(What you are asked to do) Provide a verbatim copy of the data below.

(Records to use)
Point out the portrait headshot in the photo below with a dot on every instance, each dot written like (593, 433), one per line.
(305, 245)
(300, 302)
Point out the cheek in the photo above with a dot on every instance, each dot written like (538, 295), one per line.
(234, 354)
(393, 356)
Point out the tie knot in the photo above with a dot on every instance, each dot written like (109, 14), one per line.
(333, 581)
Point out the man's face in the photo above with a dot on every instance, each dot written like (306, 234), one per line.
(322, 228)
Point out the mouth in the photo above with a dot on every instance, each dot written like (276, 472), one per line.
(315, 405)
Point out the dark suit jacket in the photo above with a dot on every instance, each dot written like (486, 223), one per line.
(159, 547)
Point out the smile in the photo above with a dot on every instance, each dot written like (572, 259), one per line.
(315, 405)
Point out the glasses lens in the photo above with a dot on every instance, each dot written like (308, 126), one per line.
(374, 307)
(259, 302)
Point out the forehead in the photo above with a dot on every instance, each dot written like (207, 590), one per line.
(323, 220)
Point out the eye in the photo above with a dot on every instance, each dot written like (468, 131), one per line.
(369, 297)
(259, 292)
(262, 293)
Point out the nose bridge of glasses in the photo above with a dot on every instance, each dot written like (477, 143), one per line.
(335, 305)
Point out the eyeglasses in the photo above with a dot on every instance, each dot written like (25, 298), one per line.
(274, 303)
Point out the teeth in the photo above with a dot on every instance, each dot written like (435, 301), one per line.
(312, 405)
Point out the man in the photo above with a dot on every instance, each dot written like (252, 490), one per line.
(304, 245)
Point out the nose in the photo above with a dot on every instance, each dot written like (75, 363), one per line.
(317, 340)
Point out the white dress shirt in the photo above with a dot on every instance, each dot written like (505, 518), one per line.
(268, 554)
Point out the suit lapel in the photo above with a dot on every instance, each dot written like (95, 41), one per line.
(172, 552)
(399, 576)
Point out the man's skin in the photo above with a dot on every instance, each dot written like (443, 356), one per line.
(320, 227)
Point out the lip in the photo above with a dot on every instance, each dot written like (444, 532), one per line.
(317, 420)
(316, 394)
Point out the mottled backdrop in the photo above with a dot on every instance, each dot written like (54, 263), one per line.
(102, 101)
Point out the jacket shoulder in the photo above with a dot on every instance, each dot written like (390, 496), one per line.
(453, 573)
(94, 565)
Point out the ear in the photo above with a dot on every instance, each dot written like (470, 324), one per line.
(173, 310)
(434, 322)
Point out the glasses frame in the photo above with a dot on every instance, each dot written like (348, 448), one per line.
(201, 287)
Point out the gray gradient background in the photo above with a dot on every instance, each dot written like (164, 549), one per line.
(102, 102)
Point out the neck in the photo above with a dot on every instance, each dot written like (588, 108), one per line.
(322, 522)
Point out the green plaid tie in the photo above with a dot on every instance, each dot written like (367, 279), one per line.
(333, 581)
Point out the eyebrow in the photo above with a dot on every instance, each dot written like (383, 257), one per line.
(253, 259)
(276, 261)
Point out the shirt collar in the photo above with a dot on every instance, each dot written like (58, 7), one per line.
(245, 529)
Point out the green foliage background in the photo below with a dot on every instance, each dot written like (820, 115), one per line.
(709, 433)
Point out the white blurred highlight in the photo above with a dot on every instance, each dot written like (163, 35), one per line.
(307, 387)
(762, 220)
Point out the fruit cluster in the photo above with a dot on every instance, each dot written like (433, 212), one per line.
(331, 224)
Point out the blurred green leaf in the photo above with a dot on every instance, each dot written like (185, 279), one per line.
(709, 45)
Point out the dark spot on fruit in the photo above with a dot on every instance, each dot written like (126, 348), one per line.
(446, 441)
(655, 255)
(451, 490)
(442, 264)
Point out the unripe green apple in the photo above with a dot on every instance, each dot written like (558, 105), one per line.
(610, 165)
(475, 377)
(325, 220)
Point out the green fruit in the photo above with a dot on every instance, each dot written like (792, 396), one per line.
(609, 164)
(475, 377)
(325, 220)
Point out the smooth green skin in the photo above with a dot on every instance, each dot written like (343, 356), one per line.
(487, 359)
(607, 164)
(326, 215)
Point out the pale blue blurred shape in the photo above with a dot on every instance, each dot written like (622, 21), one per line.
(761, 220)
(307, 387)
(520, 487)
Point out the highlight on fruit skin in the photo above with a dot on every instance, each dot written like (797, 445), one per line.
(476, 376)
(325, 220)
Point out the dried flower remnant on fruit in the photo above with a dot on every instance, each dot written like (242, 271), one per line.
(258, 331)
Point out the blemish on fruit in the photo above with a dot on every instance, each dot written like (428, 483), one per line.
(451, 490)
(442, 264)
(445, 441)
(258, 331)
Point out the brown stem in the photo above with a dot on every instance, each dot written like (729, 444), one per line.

(Task solution)
Point out the portrait headshot in the photo below with a dot on every instance, each dot written like (593, 433), one per line.
(305, 245)
(300, 302)
Point out the cheek in the photo above with a dot on every instance, each dot written like (538, 295), one per line.
(234, 354)
(393, 356)
Point out the tie knot in the photo above with a dot on every instance, each dot written like (109, 14), one per line.
(333, 581)
Point out the man's face in the photo above with a dot on every instance, each dot written like (306, 234), one per line.
(322, 228)
Point out the mouth in the photo above with a dot on every instance, each dot written like (276, 472), one per line.
(315, 405)
Point out the dark suit jacket in the photo above with a dot on every instance, each dot written like (486, 223), one per line.
(159, 547)
Point out the smile in the photo above with a dot on every instance, each dot written like (572, 259), one per line.
(315, 405)
Point out the glasses lens in the photo above with a dot on every instance, each dot written like (308, 126), one per line.
(374, 307)
(259, 302)
Point out the forehead in the photo above with a dot on every instance, each dot written like (207, 590), one per line.
(323, 220)
Point out the eye in the photo above with a dot on every instance, each dot written like (468, 131), one per line.
(369, 297)
(259, 292)
(262, 293)
Point out the nose bridge of glasses in the photo above with a dot on every instance, each dot written like (477, 143), one per line.
(335, 305)
Point out the eyeglasses in the photo above with a dot on every instance, each dot written like (25, 298), one per line.
(274, 303)
Point out the teeth in the photo above with a dot on every instance, each dot written like (435, 301), one per line.
(312, 405)
Point out the man in the photo above with a dot on every instance, each dot written like (252, 490), one per line.
(304, 245)
Point out the nose in the photo above with a dot on every instance, each dot written like (75, 363), one per line.
(317, 340)
Point out the white dress shirt in the photo above with a dot on every instance, each dot written like (505, 518), one per line.
(268, 554)
Point out the suit lapel in the photo above with a dot on every instance, each dot written like (95, 41), one per line.
(172, 552)
(399, 576)
Point out the man's skin in the photo above with a dot on every instance, each dot written like (443, 356), one per line.
(320, 227)
Point out the lip in the photo above with a dot on every instance, each dot written like (444, 532), one per line.
(317, 420)
(316, 394)
Point out the mottled backdrop in the photo above with a dot on every instance, each dot written like (54, 263), one per line.
(102, 101)
Point out the jacket shoulder in the photo above with a dot on every instance, each dot written like (390, 496), one per line.
(453, 573)
(94, 565)
Point out the ear in the photo above with a dot on every instance, each dot written like (470, 324), one per line.
(173, 310)
(434, 322)
Point out the glasses frame in the photo above with a dot on every instance, each dot written like (348, 448), one per line.
(201, 287)
Point out the gray gradient background in the photo above with a dot on every instance, each dot written like (164, 549), one per line.
(102, 102)
Point out the neck in the photo above with a dot on every instance, each dot written like (588, 108), one per line.
(322, 522)
Point out the green plaid tie in the photo above with a dot on every instance, each dot written like (367, 279), one per line.
(333, 581)
Point out the eyebrow in the photo above with a dot on every instance, each dot written like (383, 257), one per line.
(253, 259)
(276, 261)
Point out the shirt collar in the photo above with a dot on every instance, each dot written like (58, 7), one per line.
(245, 529)
Point out the green foliage background in the photo below with a dot on every instance, each dot written like (820, 115), one per line.
(709, 433)
Point out the white blurred highlight in the photo above with a dot on every instance, each dot written like (163, 35), one per line.
(307, 387)
(762, 220)
Point out the fruit cluster in the photo above with a dot on every instance, each dot written like (433, 212), one per line.
(331, 224)
Point out the blurred green leaf in the photo above with a dot on every instance, each dot written like (185, 279), one per line.
(709, 45)
Point out the dark spot on fruit in the photo above with a dot on every instance, each dot written like (126, 348), one per line.
(446, 441)
(655, 255)
(451, 490)
(442, 264)
Point out the unripe green apple in the photo above with a dot on every instance, each dot written like (558, 105), one per line.
(610, 165)
(475, 377)
(325, 220)
Point out the green fruit in the photo above with a dot on every instance, each dot written like (792, 396), one per line.
(609, 164)
(475, 377)
(325, 220)
Point out the smooth green skin in the photo above with a dot on every instance, each dot written like (343, 356), one per line.
(487, 359)
(607, 164)
(326, 215)
Point out the pale blue blurred shape in the photo above with a dot on every instance, each dot written like (622, 21), one per line.
(761, 220)
(307, 387)
(520, 487)
Point out the highlight on fruit skin in the photo above with a dot on every instance, each dot written like (797, 445), one per line.
(476, 376)
(325, 220)
Point out the dried flower remnant on fruit in the photo above with a dot on every instance, each dot written like (242, 271), one per line.
(258, 331)
Point out the blemish on fruit in the photo above with a dot on every instance, each dot written like (428, 483), one per line.
(451, 490)
(442, 264)
(445, 441)
(258, 331)
Point out the brown stem in the photo above with a dot on every instance, each dot written like (729, 444), one per line.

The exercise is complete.